====== REGISTROS A PROCESSAR

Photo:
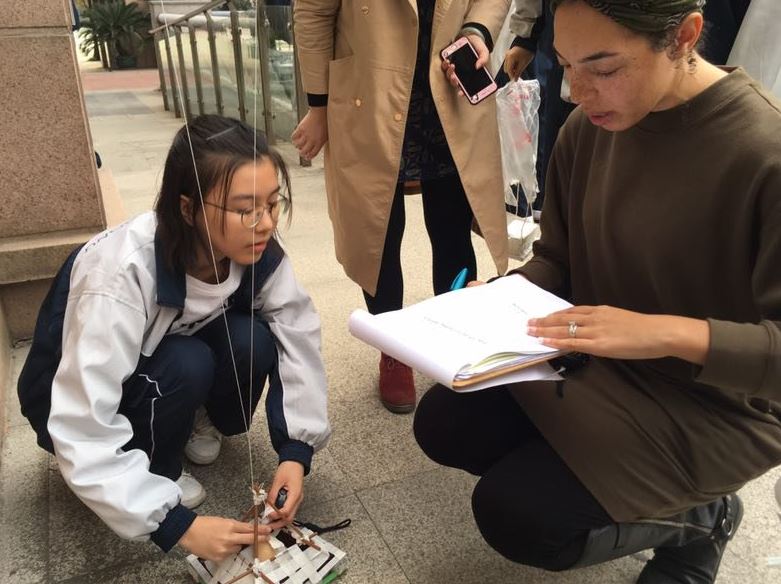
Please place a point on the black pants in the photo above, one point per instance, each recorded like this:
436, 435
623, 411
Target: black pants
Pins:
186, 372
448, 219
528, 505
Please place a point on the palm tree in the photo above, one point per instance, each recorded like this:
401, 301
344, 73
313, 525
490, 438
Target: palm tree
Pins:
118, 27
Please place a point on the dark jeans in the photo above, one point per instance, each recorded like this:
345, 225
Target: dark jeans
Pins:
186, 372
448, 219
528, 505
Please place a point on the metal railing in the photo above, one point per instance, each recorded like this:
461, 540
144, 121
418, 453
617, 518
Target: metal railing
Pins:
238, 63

============
====== REGISTROS A PROCESSAR

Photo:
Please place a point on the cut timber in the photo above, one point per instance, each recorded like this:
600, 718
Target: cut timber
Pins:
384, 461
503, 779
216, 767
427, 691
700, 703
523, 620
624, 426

============

-- O QUE PRODUZIR --
Informe, copiando-as por inteiro, todas as linhas dos registros que contêm a palavra "instance".

-- RESULTADO DO EXERCÍCIO --
Please place a point on the black pants in the photo above, one point per instance, each recorded like this:
Please place a point on the palm tree in the photo above, one point per instance, each recorded like this:
Please place a point on the dark jeans in the photo above, one point per instance, each recorded like this:
Please place a point on the metal railing in the photo above, one point per instance, each recorded like this:
Please place a point on the cut timber in the photo above, one point per instance, each recorded like this:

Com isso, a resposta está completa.